**Work required:** Collect every line of the listing below that contains the string "glove", and copy each one in full.

**Supplied data:**
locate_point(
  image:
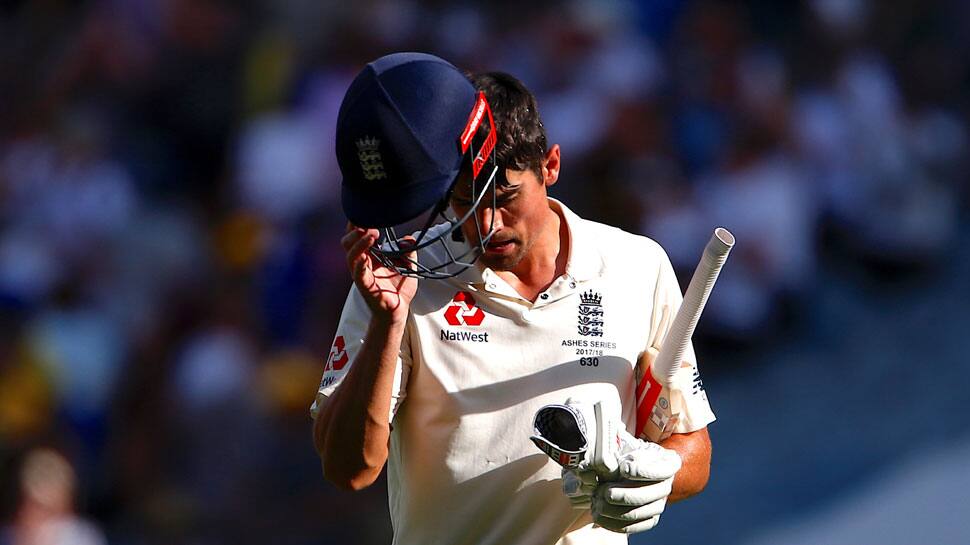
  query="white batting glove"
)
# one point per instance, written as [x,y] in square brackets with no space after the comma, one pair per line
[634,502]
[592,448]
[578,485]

...

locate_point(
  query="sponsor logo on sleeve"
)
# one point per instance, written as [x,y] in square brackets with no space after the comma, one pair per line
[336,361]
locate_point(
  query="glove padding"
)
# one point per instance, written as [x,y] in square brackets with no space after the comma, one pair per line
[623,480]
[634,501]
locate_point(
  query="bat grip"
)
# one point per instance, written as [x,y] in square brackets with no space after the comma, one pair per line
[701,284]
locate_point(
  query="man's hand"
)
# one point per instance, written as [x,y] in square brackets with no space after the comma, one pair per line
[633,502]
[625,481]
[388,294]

**Full answer:**
  query="white batting glove"
  query="glove padding"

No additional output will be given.